TEXT PASSAGE:
————

# My Daughter Wants This



## user4 (Jun 12, 2008)

The details can be found here.


----------



## Ron (Jun 12, 2008)

Who's daughter would not want that.


----------



## ILPlumber (Jun 17, 2008)

I like it. I would rather build it in though. It seems cheap looking with the apron.


----------



## SewerRatz (Apr 25, 2009)

Thats pretty sweet.


----------



## ROCKSTARPLUMBER (Dec 14, 2008)

I coughed when I saw the price tag. Better you than me KTS. I could build it for 1/3 of the cost.


----------



## user2090 (Sep 26, 2009)

Were you looking for charitable donations?


----------



## DUNBAR PLUMBING (Sep 11, 2008)

Yeah! I got some of them 2000 flushes tablets to make your water blue!


----------



## Herk (Jun 12, 2008)

Not for me. How ya gonna read in the tub with all that noise?


----------



## user2091 (Sep 27, 2009)

Man my girlfriend wants that one too. hope Santa can spring for that one! sure looks good.


----------



## para1 (Jun 17, 2008)

I make my own _bubbles.:blink::blink::blink:_


----------



## UnclogNH (Mar 28, 2009)

Don't think I would fit in it. :whistling2:


----------

————

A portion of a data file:

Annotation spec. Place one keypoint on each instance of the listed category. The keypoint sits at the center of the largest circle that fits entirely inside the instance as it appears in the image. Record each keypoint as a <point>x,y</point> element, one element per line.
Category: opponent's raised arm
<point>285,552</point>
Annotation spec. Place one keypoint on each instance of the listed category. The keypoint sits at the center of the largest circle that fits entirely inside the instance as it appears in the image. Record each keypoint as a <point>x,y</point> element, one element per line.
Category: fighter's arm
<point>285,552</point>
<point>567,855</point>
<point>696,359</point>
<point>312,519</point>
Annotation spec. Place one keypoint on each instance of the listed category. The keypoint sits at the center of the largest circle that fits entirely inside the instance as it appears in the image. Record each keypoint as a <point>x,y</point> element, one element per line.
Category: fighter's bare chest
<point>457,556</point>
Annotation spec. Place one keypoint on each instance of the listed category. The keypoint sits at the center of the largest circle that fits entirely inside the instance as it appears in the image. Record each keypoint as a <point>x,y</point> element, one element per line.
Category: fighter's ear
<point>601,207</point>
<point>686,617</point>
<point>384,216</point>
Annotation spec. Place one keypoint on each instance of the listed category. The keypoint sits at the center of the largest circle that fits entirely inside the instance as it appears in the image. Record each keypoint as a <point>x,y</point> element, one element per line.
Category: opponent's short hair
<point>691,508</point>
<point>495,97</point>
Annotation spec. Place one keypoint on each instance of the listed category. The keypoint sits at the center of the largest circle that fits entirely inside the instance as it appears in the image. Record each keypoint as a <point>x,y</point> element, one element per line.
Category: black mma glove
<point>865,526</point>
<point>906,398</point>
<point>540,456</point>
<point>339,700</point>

————

TASKS FOR THIS EXERCISE:
1. Translate this sentence from the forum thread into Spanish: "I coughed when I saw the price tag."
2. Pull out each line of the rows that contains the string "fighter".

PER-TASK OUTPUTS:
1. Tosí cuando vi la etiqueta del precio.

2.
Category: fighter's arm
Category: fighter's bare chest
Category: fighter's ear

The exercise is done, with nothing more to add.